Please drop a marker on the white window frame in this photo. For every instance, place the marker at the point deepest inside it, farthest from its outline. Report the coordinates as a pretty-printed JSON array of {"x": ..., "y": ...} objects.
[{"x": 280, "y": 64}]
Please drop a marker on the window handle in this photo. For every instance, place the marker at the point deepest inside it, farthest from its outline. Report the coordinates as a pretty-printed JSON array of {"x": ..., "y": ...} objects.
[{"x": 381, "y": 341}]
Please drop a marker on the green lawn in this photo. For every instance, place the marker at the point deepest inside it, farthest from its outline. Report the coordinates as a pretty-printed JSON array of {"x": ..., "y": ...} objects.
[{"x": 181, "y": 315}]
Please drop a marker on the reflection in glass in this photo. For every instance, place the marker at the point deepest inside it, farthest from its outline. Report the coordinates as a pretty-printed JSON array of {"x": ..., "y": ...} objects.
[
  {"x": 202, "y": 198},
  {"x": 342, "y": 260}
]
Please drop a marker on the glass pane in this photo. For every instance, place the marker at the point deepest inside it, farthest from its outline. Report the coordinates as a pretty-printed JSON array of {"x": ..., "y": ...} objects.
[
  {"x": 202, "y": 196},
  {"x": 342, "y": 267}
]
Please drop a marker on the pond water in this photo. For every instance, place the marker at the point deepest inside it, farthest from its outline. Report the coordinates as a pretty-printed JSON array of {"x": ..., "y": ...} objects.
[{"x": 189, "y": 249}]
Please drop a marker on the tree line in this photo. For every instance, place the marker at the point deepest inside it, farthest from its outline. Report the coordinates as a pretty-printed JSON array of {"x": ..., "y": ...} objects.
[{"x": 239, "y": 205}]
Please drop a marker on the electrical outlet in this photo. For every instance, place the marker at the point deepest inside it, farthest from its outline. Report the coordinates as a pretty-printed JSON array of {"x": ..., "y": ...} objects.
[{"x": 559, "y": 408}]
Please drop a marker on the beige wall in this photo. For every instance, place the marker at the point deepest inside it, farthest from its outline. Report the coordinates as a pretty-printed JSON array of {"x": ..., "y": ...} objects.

....

__EXERCISE__
There is one span to return: the line holding "Please drop a marker on the glass" and every line after it through the end of the listing above; please give it exactly and add nothing.

__ANSWER BOX__
Please drop a marker on the glass pane in this photo. For every instance, place the marker at the point deepest inside it, farthest from its outline. Report the coordinates as a pretty-printed JSON array of {"x": ..., "y": ...} objects.
[
  {"x": 202, "y": 196},
  {"x": 342, "y": 267}
]
Please drop a marker on the pond water in this photo. For every instance, place the marker at the point deepest inside it, farthest from its outline. Report the coordinates as a pretty-printed JSON array of {"x": ..., "y": ...} objects.
[{"x": 189, "y": 249}]
Please drop a marker on the tree line in this photo. For every instance, place the marker at the point deepest inside it, farthest from its outline. Report the coordinates as a pretty-printed JSON array of {"x": ..., "y": ...} objects.
[{"x": 239, "y": 205}]
Please drop a marker on the electrical outlet in this photo. For every instance, place the marker at the point deepest inside it, farthest from its outline. Report the coordinates as a pretty-printed JSON array of {"x": ..., "y": ...} objects.
[{"x": 559, "y": 408}]
Please drop a marker on the beige wall in this photo. For every instance, place the marker at the point deepest inside it, farthest from its outline. Report the coordinates as a pretty-printed JSON array of {"x": ..., "y": ...} objects.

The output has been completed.